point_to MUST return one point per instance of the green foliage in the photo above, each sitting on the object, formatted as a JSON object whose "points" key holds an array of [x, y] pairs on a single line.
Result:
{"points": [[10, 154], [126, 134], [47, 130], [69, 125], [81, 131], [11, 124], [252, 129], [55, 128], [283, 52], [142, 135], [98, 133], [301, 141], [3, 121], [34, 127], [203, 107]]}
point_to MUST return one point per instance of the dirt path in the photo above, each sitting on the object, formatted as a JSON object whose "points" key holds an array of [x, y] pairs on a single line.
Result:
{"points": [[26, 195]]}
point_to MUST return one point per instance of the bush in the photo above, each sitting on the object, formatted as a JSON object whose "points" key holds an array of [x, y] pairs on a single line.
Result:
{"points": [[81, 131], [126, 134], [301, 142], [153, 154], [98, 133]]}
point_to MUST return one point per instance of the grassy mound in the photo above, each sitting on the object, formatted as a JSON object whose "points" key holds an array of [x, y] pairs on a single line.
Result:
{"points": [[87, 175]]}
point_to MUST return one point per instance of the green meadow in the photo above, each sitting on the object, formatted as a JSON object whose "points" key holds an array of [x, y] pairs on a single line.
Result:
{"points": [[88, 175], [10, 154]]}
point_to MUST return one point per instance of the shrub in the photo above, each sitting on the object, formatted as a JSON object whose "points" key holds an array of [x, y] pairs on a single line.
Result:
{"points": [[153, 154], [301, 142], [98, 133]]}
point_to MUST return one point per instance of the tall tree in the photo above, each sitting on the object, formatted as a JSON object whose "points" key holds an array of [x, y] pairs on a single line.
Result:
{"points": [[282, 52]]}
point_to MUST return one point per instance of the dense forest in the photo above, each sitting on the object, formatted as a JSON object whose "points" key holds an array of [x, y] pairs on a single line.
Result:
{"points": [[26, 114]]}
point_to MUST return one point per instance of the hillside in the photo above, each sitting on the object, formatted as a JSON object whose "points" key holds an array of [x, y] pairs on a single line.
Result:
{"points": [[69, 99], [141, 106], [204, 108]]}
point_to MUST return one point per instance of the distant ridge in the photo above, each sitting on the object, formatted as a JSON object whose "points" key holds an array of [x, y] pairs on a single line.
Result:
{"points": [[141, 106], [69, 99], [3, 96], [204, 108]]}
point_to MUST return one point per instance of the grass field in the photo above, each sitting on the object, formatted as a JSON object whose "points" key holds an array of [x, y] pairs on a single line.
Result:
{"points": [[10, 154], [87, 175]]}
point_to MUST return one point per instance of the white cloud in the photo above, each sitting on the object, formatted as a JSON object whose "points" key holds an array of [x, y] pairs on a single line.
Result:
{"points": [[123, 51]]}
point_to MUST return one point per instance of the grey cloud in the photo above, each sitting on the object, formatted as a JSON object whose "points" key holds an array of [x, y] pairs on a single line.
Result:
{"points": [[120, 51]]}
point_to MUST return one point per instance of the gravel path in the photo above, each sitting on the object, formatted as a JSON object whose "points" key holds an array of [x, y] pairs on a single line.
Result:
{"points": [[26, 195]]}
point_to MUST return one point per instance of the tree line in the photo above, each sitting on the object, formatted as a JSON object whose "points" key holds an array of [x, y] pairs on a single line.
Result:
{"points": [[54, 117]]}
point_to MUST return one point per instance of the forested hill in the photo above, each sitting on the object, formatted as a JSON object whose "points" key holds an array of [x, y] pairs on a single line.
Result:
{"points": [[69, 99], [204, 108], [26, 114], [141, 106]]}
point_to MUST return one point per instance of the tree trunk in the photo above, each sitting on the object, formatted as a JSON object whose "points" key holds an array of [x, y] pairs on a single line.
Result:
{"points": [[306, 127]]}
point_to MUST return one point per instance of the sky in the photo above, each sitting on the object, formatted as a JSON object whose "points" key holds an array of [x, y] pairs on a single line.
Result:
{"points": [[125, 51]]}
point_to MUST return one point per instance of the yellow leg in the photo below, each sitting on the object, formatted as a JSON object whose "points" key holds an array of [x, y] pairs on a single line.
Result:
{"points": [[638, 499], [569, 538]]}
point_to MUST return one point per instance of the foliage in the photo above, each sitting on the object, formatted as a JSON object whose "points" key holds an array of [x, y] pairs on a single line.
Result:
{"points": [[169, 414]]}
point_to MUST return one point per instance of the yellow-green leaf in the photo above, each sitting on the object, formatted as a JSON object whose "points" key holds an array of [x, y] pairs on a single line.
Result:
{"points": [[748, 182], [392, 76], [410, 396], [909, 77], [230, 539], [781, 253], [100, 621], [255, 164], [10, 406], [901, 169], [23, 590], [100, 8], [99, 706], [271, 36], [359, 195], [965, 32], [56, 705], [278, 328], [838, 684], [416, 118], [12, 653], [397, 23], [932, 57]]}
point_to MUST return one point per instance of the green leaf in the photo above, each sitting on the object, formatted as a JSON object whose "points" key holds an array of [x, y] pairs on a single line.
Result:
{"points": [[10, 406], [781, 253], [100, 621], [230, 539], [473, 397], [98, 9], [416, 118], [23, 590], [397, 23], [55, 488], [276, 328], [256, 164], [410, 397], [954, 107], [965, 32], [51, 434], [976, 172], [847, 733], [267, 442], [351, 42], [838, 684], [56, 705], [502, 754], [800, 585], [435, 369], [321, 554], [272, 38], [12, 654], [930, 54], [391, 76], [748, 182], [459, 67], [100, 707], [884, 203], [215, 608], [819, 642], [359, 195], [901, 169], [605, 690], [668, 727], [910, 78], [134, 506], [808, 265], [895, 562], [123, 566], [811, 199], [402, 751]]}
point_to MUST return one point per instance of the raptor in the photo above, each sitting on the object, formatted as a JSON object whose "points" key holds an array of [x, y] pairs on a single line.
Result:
· · · ·
Reproduce all of the entries word for word.

* [FINAL RESULT]:
point_to MUST return one point per instance of the green foliage in the photo above, each sitting on the object, formatted as a JSON object whose "points" key holds an array of [x, y] pairs on a single line.
Result:
{"points": [[10, 154], [126, 134], [47, 130], [69, 125], [81, 131], [11, 124], [252, 129], [55, 128], [283, 52], [142, 135], [98, 133], [301, 141], [3, 121], [34, 127], [203, 107]]}
point_to MUST return one point per instance of the dirt path in the photo above, each sitting on the object, formatted as a JSON object whose "points" key holds an array of [x, y] pairs on a single line.
Result:
{"points": [[26, 195]]}
point_to MUST return one point per instance of the bush in the photo above, each sitting on the object, formatted as a JSON object whose "points" key holds an array of [x, y] pairs on a single line.
Result:
{"points": [[81, 131], [126, 134], [301, 142], [153, 154], [98, 133]]}
point_to MUST return one point per instance of the grassy mound in the photo above, each sitting on the object, formatted as a JSON object whose "points" key holds an array of [x, y] pairs on a single line.
Result:
{"points": [[87, 175]]}
point_to MUST return one point per instance of the green meadow in the photo above, each sitting on the object, formatted as a JSON object whose "points" key holds an array of [x, y] pairs on a single line.
Result:
{"points": [[88, 175], [10, 154]]}
point_to MUST return one point per instance of the shrub in the photo above, each sitting on the object, formatted as a JSON object whose "points" key holds an array of [x, y] pairs on a single line.
Result:
{"points": [[153, 154], [301, 142], [98, 133]]}
point_to MUST return one point per instance of the tall tree in the photo above, each sitting on the object, formatted as a JSON object whose "points" key holds an array of [x, y] pairs on a single line.
Result:
{"points": [[282, 52]]}
point_to MUST return one point per instance of the dense forest in the photo above, each sitting on the object, formatted as a JSON object whose "points" key holds an array of [x, y] pairs on a single line.
Result:
{"points": [[26, 114]]}
point_to MUST return one point per instance of the hillside in the photo above, each sitting on the object, formatted as a JSON object whose "points" key holds an array of [x, y] pairs on a single line.
Result:
{"points": [[69, 99], [141, 106], [204, 108]]}
point_to MUST return one point per instance of the distant ridge in the photo above, each sitting on the object, formatted as a JSON object whose "points" key holds an array of [x, y] pairs on a single line.
Result:
{"points": [[141, 106], [69, 99], [3, 96], [204, 108]]}
point_to MUST return one point per instance of the grass field in the photo above, each sitting on the object, formatted as a JSON object whose "points" key holds an array of [x, y] pairs on a single line.
Result:
{"points": [[10, 154], [87, 175]]}
point_to MUST return one point per instance of the white cloud in the photo above, each sitting on the object, formatted as a JSON object whose "points" key holds an array of [x, y] pairs on a single line.
Result:
{"points": [[123, 51]]}
point_to MUST return one point per instance of the grey cloud in the photo above, each sitting on the object, formatted as a JSON object whose "points" key holds an array of [x, y] pairs on a single line.
Result:
{"points": [[120, 51]]}
point_to MUST return one point per instance of the gravel path in the photo above, each sitting on the object, formatted as a JSON object whose "points" key holds an array of [x, y] pairs on a single line.
Result:
{"points": [[26, 195]]}
point_to MUST return one point per instance of the tree line in the photo above, each sitting on the object, formatted as a JSON object whose "points" key holds an array of [x, y] pairs on a single line.
Result:
{"points": [[54, 117]]}
point_to MUST return one point per instance of the forested hill in the photo above, each sitting on the object, formatted as a JSON object whose "points" key holds an array of [x, y] pairs on a single line.
Result:
{"points": [[69, 99], [204, 108], [26, 114], [141, 106]]}
point_to MUST return one point per instance of the tree trunk in the photo above, each sitting on the object, formatted as a JSON object whose "points" key holds an array of [x, y] pairs on a single line.
Result:
{"points": [[306, 127]]}
point_to MUST return one point per instance of the sky in the photo above, each sitting on the object, formatted as a JSON object whose "points" key holds an array of [x, y] pairs on a single line.
Result:
{"points": [[125, 51]]}
point_to MUST return one point per instance of the yellow leg in the photo below, each sitting on the object, formatted as a JSON object whose "points" key holds an array of [x, y] pairs on a single line.
Result:
{"points": [[638, 499], [569, 538]]}
point_to MUST return one point per instance of the foliage in the photo above, each sitting on the object, formatted as a JSON object whose "points" key holds an array of [x, y] pairs on a single line.
Result:
{"points": [[169, 414]]}
point_to MUST return one point per instance of the yellow-green leaf in the photo above, each sitting on the object, formatted as a JSON object whose "points" key holds an array of [x, y] pairs on a single line.
Result:
{"points": [[748, 182], [392, 76], [410, 396], [909, 77], [230, 539], [781, 253], [100, 621], [255, 164], [10, 406], [901, 169], [23, 590], [100, 8], [99, 706], [271, 36], [359, 195], [965, 32], [56, 705], [278, 328], [838, 684], [416, 118], [12, 653], [397, 23], [932, 57]]}
point_to MUST return one point per instance of the green leaf in the photo above, each sitting on the object, formatted as a JSON object whose "points" key holds an array of [x, y] pairs on a single line.
Result:
{"points": [[10, 406], [781, 253], [100, 621], [230, 539], [473, 397], [98, 9], [416, 118], [23, 590], [397, 23], [55, 488], [276, 328], [256, 164], [410, 397], [954, 107], [965, 32], [51, 434], [976, 172], [847, 733], [267, 442], [351, 42], [838, 684], [56, 705], [502, 754], [800, 585], [435, 369], [321, 554], [272, 38], [12, 654], [930, 54], [391, 76], [748, 182], [459, 67], [100, 707], [884, 203], [215, 608], [819, 642], [359, 195], [901, 169], [605, 690], [668, 727], [910, 78], [134, 506], [808, 265], [895, 562], [123, 566], [811, 199], [402, 751]]}
point_to MUST return one point per instance of the raptor in the photo above, each sitting on the object, formatted as a JSON object whose "points" key holds an array of [x, y] pairs on a single line.
Result:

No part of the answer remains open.